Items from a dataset
- - - -

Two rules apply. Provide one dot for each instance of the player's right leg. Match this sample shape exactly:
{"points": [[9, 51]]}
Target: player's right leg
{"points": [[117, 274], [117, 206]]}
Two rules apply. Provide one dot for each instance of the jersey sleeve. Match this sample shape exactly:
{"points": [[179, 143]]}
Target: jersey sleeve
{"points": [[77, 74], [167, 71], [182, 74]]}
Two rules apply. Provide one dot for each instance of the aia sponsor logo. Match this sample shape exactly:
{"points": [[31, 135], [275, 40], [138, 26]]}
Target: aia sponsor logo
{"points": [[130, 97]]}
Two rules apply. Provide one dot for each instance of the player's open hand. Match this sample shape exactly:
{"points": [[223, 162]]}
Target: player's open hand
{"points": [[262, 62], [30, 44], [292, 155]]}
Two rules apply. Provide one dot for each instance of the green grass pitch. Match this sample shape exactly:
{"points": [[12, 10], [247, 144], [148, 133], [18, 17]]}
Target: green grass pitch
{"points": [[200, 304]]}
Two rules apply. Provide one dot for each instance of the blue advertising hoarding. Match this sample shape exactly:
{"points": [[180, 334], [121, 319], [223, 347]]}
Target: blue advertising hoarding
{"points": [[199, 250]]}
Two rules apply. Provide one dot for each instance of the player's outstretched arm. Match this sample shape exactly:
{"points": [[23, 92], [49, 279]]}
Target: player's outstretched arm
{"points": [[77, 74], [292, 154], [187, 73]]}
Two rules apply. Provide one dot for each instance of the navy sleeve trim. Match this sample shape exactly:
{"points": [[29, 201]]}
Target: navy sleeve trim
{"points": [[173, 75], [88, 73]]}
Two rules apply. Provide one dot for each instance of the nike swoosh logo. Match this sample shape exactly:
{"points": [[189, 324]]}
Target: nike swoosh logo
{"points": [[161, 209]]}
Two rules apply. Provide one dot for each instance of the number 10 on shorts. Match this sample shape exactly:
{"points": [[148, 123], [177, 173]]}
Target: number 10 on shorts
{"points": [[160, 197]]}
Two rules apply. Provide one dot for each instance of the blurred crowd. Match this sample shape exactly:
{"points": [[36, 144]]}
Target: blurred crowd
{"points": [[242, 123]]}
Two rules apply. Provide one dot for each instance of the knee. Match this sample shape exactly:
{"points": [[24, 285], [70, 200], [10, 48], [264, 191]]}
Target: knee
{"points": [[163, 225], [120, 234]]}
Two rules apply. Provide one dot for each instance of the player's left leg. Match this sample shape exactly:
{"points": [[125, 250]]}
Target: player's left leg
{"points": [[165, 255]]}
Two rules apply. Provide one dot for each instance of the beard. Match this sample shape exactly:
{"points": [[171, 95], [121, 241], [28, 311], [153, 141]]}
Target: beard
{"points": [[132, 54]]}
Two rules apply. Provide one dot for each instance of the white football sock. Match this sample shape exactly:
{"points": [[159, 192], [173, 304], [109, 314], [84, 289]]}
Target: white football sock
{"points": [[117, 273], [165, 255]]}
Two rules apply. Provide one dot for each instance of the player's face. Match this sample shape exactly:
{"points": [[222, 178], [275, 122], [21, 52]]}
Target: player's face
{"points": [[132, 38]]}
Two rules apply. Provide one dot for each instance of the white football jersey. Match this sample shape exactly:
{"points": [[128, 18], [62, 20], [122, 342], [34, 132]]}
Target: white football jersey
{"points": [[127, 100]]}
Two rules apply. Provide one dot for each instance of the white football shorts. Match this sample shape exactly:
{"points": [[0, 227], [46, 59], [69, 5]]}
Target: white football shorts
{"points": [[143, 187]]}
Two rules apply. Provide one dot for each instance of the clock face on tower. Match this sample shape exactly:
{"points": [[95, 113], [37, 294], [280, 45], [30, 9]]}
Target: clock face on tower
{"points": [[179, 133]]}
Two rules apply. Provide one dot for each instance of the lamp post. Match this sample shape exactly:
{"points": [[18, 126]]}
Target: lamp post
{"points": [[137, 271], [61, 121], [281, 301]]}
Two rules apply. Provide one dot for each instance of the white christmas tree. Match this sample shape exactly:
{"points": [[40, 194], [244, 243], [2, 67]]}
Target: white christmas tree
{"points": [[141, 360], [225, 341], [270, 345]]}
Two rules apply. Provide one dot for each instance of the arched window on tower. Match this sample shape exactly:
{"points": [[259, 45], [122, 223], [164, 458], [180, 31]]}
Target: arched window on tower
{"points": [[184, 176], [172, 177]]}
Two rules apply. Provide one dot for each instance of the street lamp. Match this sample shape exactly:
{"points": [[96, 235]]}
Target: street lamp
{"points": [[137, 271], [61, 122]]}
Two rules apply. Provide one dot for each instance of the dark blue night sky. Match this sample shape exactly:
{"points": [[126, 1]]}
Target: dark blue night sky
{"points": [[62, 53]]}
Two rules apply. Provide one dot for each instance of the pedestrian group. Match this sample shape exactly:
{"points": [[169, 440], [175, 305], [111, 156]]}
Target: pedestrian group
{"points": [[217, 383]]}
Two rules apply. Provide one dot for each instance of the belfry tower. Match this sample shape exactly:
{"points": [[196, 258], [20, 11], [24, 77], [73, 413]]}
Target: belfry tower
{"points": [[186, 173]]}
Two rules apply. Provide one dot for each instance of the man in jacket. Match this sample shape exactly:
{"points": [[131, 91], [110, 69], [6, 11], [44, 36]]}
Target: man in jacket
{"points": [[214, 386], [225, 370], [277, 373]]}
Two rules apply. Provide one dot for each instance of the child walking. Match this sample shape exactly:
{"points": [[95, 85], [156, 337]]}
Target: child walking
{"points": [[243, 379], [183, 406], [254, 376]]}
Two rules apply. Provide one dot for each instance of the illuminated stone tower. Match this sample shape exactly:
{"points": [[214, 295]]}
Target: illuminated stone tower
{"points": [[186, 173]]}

- - - -

Nothing may be left out: return each entry exactly as it reads.

Two rules apply. Provide one dot for each instance of the player's right leg. Match this sample shape exactly:
{"points": [[9, 51]]}
Target: player's right leg
{"points": [[117, 274], [117, 206]]}
Two rules apply. Provide one dot for each instance of the jersey sleeve. Match this sample shape exactly:
{"points": [[179, 143]]}
Target: jersey sleeve
{"points": [[77, 74], [167, 71], [182, 74]]}
Two rules apply. Provide one dot for each instance of the aia sponsor logo. Match this sample shape exactly:
{"points": [[31, 135], [275, 40], [138, 26]]}
Target: aia sponsor logo
{"points": [[130, 97]]}
Two rules apply. Provide one dot for each instance of the player's open hand. Match this sample shape exactly:
{"points": [[223, 162]]}
Target: player's open hand
{"points": [[262, 62], [30, 44], [292, 155]]}
Two rules apply. Provide one dot for each instance of the green grass pitch. Match this sample shape exactly:
{"points": [[12, 10], [247, 144], [148, 133], [18, 17]]}
Target: green grass pitch
{"points": [[200, 304]]}
Two rules apply. Provide one dot for each instance of the blue advertising hoarding. Match this sample shape exactly:
{"points": [[180, 334], [121, 319], [223, 347]]}
Target: blue advertising hoarding
{"points": [[199, 250]]}
Two rules apply. Provide one dot for each instance of the player's outstretched arm. Match this sample shape exactly:
{"points": [[23, 92], [49, 279]]}
Target: player's outstretched arm
{"points": [[77, 74], [292, 154], [187, 73]]}
Two rules apply. Provide one dot for each instance of the navy sleeve trim. Match this sample shape exactly:
{"points": [[29, 201]]}
Target: navy sleeve trim
{"points": [[173, 75], [88, 73]]}
Two rules apply. Provide one dot for each instance of the nike swoosh logo. Match this sample shape exactly:
{"points": [[189, 324]]}
Target: nike swoosh logo
{"points": [[161, 209]]}
Two rules apply. Provide one dot for each instance of the number 10 on shorts. Match this sample shape exactly:
{"points": [[148, 123], [177, 173]]}
Target: number 10 on shorts
{"points": [[160, 197]]}
Two rules apply. Provide one dot for each instance of the blurred crowd. Match this sample shape exactly:
{"points": [[36, 144]]}
Target: blurred crowd
{"points": [[242, 123]]}
Two rules apply. Provide one dot for each instance of the knee. Match this sample shape exactly:
{"points": [[24, 285], [70, 200], [10, 48], [264, 191]]}
Target: knee
{"points": [[163, 225], [120, 234]]}
Two rules apply. Provide one dot for each instance of the player's left leg. Match this sample shape exactly:
{"points": [[125, 250]]}
Target: player's left leg
{"points": [[165, 255]]}
Two rules apply. Provide one dot for each instance of the beard. Match this sample shape exactly:
{"points": [[171, 95], [121, 241], [28, 311], [153, 141]]}
Target: beard
{"points": [[132, 54]]}
Two rules apply. Provide one dot for each instance of the white football sock. Match this sample shape exactly:
{"points": [[159, 192], [173, 304], [109, 314], [84, 289]]}
Target: white football sock
{"points": [[117, 273], [165, 255]]}
Two rules apply. Provide one dot for each instance of the player's face. Match this sample shape exactly:
{"points": [[222, 178], [275, 122], [21, 52]]}
Target: player's face
{"points": [[132, 38]]}
Two rules apply. Provide one dot for each instance of the white football jersey. Match this sample shape exactly:
{"points": [[128, 18], [62, 20], [122, 342], [34, 132]]}
Target: white football jersey
{"points": [[127, 100]]}
Two rules apply. Provide one dot for each instance of the white football shorts. Match this sample shape exactly:
{"points": [[0, 227], [46, 59], [69, 5]]}
Target: white football shorts
{"points": [[143, 187]]}
Two rules apply. Provide one dot for each instance of the clock face on tower. Match this sample shape exactly:
{"points": [[95, 113], [37, 294], [280, 45], [30, 9]]}
Target: clock face on tower
{"points": [[179, 133]]}
Two rules apply. Provide one dot for each instance of the lamp post. Match this sample shape exactly:
{"points": [[18, 126]]}
Target: lamp post
{"points": [[137, 271], [61, 121], [281, 301]]}
Two rules apply. Provide one dot for each instance of the white christmas tree. Match this sample shape exactly:
{"points": [[40, 194], [244, 243], [2, 67]]}
Target: white christmas tree
{"points": [[141, 360], [225, 341], [270, 345]]}
Two rules apply. Provide one dot for each instance of the arched window on tower. Match this sample shape exactly:
{"points": [[259, 45], [122, 223], [164, 458], [180, 31]]}
Target: arched window on tower
{"points": [[184, 176], [172, 177]]}
Two rules apply. Provide one dot for each instance of the street lamp. Match this sample shape exactly:
{"points": [[96, 235]]}
Target: street lamp
{"points": [[137, 271], [61, 122]]}
Two rules apply. Provide one dot for each instance of the dark blue night sky. Match this sample shape exactly:
{"points": [[126, 1]]}
Target: dark blue night sky
{"points": [[62, 53]]}
Two rules apply. Provide one dot for each instance of the pedestrian group. Match this sample shape exactly:
{"points": [[169, 440], [175, 305], [111, 156]]}
Target: pedestrian group
{"points": [[217, 383]]}
Two rules apply. Provide one dot for each instance of the belfry tower. Match this sample shape exactly:
{"points": [[196, 258], [20, 11], [24, 77], [73, 413]]}
Target: belfry tower
{"points": [[186, 173]]}
Two rules apply. Provide one dot for each instance of the man in jacket. Match this sample shape exactly:
{"points": [[131, 91], [110, 69], [6, 11], [44, 36]]}
Target: man in jacket
{"points": [[214, 386], [225, 370], [277, 373]]}
Two rules apply. Provide one dot for each instance of the child walking. Match this sample shape exactly:
{"points": [[95, 85], [156, 337]]}
Target: child walking
{"points": [[243, 379], [183, 406], [254, 376]]}
Two rules apply. Provide one dot for each instance of the illuminated stone tower. Match this sample shape exactly:
{"points": [[214, 295]]}
Target: illuminated stone tower
{"points": [[186, 173]]}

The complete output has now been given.